___ Exercise data
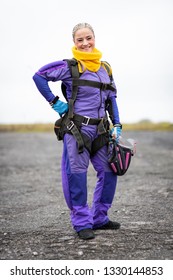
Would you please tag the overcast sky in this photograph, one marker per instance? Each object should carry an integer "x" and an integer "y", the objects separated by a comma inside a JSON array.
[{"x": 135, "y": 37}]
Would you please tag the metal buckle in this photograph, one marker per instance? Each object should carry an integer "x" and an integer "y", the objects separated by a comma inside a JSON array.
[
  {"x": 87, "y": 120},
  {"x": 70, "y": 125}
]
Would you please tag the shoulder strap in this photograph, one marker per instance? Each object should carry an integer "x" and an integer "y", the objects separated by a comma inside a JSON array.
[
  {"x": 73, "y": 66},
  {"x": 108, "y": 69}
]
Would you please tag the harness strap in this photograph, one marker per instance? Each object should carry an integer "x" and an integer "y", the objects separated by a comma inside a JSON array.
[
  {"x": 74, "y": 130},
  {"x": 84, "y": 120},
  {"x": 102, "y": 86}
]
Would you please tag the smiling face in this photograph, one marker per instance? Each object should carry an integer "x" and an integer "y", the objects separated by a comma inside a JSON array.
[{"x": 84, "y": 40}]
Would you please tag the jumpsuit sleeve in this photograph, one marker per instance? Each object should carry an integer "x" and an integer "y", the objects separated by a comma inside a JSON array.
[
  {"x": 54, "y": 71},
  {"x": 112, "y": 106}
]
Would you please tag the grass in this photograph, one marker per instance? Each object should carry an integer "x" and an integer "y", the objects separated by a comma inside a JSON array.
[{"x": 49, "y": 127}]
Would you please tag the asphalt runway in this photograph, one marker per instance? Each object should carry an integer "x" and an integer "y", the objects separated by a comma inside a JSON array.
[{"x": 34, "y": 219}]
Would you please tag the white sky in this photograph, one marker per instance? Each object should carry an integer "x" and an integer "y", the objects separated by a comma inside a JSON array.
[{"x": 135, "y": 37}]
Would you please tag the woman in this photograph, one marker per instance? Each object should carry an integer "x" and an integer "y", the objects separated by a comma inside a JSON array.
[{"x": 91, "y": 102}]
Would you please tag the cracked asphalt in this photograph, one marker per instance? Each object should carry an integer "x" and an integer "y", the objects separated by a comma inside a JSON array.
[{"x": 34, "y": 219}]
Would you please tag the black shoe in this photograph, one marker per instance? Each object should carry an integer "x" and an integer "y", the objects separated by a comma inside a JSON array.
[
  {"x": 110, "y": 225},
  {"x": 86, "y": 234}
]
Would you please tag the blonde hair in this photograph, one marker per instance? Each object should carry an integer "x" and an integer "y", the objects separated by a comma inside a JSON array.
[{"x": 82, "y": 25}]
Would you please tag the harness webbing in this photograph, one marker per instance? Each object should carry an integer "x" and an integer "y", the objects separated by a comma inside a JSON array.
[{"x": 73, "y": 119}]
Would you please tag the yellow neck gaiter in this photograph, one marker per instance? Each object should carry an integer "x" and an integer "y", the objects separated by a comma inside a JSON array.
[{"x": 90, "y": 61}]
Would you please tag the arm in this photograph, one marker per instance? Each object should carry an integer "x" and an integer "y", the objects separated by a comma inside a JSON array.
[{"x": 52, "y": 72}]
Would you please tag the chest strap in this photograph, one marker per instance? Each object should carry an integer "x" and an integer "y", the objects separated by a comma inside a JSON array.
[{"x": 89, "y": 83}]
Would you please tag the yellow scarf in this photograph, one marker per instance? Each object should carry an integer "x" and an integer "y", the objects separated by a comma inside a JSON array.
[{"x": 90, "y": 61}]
______
▸ What to produce: Every record gets retyped exactly; no picture goes into the copy.

▸ Solution for this exercise:
Would you please tag the overcast sky in this photograph, one marker per instance? Each object should carry an integer "x" and an integer "y", the objects separated by a comma inside a JSON array.
[{"x": 135, "y": 37}]
Would you please tag the metal buckle in this photograph, one marker per instance? Each object should carry an integer "x" and an integer "y", the objects separated by a comma inside a JSON array.
[
  {"x": 87, "y": 120},
  {"x": 70, "y": 125}
]
Would you please tag the shoulder strap in this photograph, one marker per instance? Each object should carry an integer "x" and an integer "y", the objects separated by a comma inside a JSON array.
[
  {"x": 73, "y": 66},
  {"x": 108, "y": 69}
]
Would you please tag the harness strap in this photograph, one marker per instance? Each object should carry an integer "x" and an integer "y", the objects separated by a comma inside a JSON array.
[
  {"x": 74, "y": 130},
  {"x": 84, "y": 120},
  {"x": 102, "y": 86}
]
Would you please tag the smiling face in this photograph, one marker per instance? Each object should carry an integer "x" and an integer "y", the objects separated by a comma inside a JSON array.
[{"x": 84, "y": 40}]
Would you please tag the jumpsuit sleeve in this photograph, one marker per instance? Each object should carry an integer "x" and an integer "y", the objects separated by a comma inside a JSON array.
[
  {"x": 54, "y": 71},
  {"x": 112, "y": 106}
]
Would you please tag the grass in this photograph, one marker per instance? Each object should carry an integer "x" and an integer "y", the objects separated by a comma inside a JSON array.
[{"x": 49, "y": 127}]
Would you please tag the asphalt runway in this photograph, one marker per instance? Each object should carry an integer "x" and an integer "y", the objects separated by a comma inside a JSON array.
[{"x": 34, "y": 219}]
Would you please tag the white sky in this photograph, one marker per instance? Each object should carry an integer "x" and an integer "y", the objects separated by a comma inside a JSON array.
[{"x": 135, "y": 37}]
Would you please tag the woman in this photograph, one marker per instance? Each object should carry an integer "x" and an integer "y", the objects separated by a comma inside a JSON array.
[{"x": 91, "y": 102}]
Would you please tag the cracked asphalt in this photograph, one marker per instance? Each object should carry an integer "x" and an integer "y", the objects separated by a comma inside a JSON array.
[{"x": 34, "y": 219}]
Would you please tag the black shoe in this photograph, one marker per instance? Each object should carry an integer "x" and an integer "y", the objects separated by a comma inside a JSON array.
[
  {"x": 110, "y": 225},
  {"x": 86, "y": 234}
]
Would you please tag the blonde hair in this photograph, one marker per instance? Each object should carry an integer "x" and an integer "y", the objects separated by a comma inside a JSON array.
[{"x": 82, "y": 25}]
Would you please tag the harness webbing in this photograph, one marker per instance? Each object should carry an integer "x" and an integer "y", the objects separated by a comma inside a JSON array.
[{"x": 73, "y": 119}]
Would you please tag the yellow neck gaiter in this photograph, one marker per instance? Each object should carry an integer "x" and an integer "y", the objects separated by a comma inside a JSON array.
[{"x": 90, "y": 61}]
Would you please tag the arm in this photograph, one marker per instance? Each object should carry an integer "x" and an integer "y", the objects separated by a comma inside a JSON array.
[{"x": 52, "y": 72}]
Would you please tag the chest strap in this photograph, one marker per instance? Each object should carry an integer "x" and an integer "y", the objects separated by a comma inside a JSON array.
[{"x": 89, "y": 83}]
Would you please tag the yellow scarf in this photograph, one marker per instance? Each object should carry an integer "x" and an integer "y", the objects separated by a comma inside a JSON array.
[{"x": 90, "y": 61}]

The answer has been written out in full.